Stored entries
——————————
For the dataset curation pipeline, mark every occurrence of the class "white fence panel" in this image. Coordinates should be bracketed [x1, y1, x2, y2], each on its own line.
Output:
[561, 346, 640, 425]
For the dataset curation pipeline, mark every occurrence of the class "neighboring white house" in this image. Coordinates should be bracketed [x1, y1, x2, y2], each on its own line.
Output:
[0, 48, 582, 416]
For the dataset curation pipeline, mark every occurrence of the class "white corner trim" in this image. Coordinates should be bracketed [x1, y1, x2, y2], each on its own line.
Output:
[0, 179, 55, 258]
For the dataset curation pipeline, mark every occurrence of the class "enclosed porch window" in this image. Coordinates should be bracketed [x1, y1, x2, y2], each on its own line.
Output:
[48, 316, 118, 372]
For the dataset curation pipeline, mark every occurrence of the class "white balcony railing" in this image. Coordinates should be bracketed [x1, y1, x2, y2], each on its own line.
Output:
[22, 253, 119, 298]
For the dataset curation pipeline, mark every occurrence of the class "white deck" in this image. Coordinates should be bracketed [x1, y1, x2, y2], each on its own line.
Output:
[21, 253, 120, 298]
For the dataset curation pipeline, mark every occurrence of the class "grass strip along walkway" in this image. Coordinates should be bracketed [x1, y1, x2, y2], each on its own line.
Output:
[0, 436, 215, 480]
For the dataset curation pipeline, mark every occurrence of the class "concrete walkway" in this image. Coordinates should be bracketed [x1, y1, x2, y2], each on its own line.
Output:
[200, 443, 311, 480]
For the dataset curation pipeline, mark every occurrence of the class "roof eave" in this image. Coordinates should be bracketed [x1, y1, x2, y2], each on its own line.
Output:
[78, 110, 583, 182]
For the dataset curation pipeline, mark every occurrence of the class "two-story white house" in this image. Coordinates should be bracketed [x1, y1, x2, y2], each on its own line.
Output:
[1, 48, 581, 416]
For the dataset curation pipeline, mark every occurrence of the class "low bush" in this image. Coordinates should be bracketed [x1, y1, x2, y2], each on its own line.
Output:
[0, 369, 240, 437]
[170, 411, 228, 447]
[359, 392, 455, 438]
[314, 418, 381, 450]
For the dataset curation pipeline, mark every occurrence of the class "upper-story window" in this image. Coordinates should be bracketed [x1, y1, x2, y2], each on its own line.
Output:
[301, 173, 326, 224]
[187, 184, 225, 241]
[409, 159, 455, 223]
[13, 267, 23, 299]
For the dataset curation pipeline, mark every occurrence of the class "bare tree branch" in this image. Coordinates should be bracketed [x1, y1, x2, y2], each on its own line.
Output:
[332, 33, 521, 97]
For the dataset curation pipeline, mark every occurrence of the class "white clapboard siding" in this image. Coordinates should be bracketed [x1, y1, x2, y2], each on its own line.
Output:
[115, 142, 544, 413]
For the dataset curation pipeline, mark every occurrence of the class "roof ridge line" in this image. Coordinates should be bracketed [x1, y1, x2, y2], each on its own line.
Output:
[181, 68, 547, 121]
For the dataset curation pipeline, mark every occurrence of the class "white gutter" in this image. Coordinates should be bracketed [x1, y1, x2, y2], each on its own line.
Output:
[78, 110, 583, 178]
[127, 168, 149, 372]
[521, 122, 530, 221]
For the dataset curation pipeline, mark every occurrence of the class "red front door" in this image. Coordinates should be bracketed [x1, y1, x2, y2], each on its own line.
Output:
——————————
What the exercise asks: Set the entries down again precisely as they were given.

Reply:
For the dataset curation pipeline, mark every occurrence of the class "white fence panel" in this image. Coordinates should be bracketed [x1, y1, x2, y2], each on its own line.
Output:
[561, 346, 640, 425]
For the dataset curation pipeline, mark every occurrence of the class "neighboring white house" in this image. Coordinates should be bracketed [x1, y1, x2, y2], each on its own line.
Output:
[0, 48, 582, 416]
For the dataset curation pipeline, mark every occurrence of the class "white corner trim" in this image. Coordinates should be bracketed [x1, y1, x2, y2], each on its own line.
Output:
[0, 179, 55, 258]
For the dataset curation pipeline, mark every occurrence of the class "enclosed porch window" in this image. Coordinates should be bracketed [x1, y1, x2, y2], each on its own line.
Output:
[48, 316, 118, 372]
For the dataset curation pipeline, mark every occurrence of the class "white balcony railing" in this image. Coordinates should be bracketed [x1, y1, x2, y2], each on its own line.
Output:
[22, 253, 119, 298]
For the dataset curation pipeline, mark every occurrence of the class "white deck" in this image. Coordinates should be bracketed [x1, y1, x2, y2], each on its own line.
Output:
[21, 253, 120, 298]
For the dataset curation pipeline, mark every occurrence of the class "grass strip along walkway" in this image. Coordinates should be bracketed [x1, y1, x2, y2], each on its own line.
Output:
[0, 436, 215, 480]
For the dataset curation pipeline, mark every occurrence of the class "concrete walkway" in this image. Coordinates should be bracketed [x1, y1, x2, y2], each on its own line.
Output:
[200, 443, 311, 480]
For the dataset curation pipeline, mark every occurrence of the class "roof eave" in this image. Coordinates should be bracketed [x1, y1, x2, y2], each on its own line.
Output:
[78, 110, 583, 182]
For the dataset curation pipeline, mark every occurrence of the class "two-story white house" in this image. Coordinates should be bracketed [x1, y1, x2, y2], each on its own line.
Output:
[1, 48, 581, 416]
For the dataset curation pipeline, mark every occurrence of the class "low bush" in this image. Coordinates should be bracketed [x1, y1, x2, y2], each on its own line.
Output:
[0, 369, 240, 437]
[170, 411, 228, 447]
[359, 392, 455, 438]
[314, 418, 381, 450]
For the dataset curation pipeline, mark every occurrence of the class "upper-story window" in this image. Coordinates should be bracketed [x1, y1, x2, y2], each on its own line.
Output:
[301, 173, 326, 224]
[187, 184, 225, 241]
[409, 159, 455, 223]
[13, 267, 23, 299]
For the dataset curation pipeline, mark every occurrence of the class "bare tree branch" in this image. Coordinates should be bracketed [x1, y1, x2, y2], each on its own line.
Output:
[332, 33, 521, 97]
For the dataset curation pipeline, mark every occurrence of the class "white clapboard siding" in this image. Coordinates should be bracketed [x1, y1, x2, y2], each on its own line.
Output:
[115, 142, 544, 413]
For the dataset curation pipeline, mark every occurrence of the class "roof ridge line" in this image. Coordinates should be bracketed [x1, y1, x2, y2], each on its own line.
Output:
[181, 68, 547, 121]
For the dataset curation pipeline, mark every occurrence of the class "white gutter" in this image. Coordinates should be bracketed [x1, y1, x2, y2], each on its own line.
Output:
[78, 110, 583, 178]
[127, 168, 149, 372]
[521, 122, 530, 221]
For the dataset curation pipeline, mark every occurrence of the class "red front door" in this image. Coordinates should be bracketed [x1, y1, x2, y2], each on its own line.
Output:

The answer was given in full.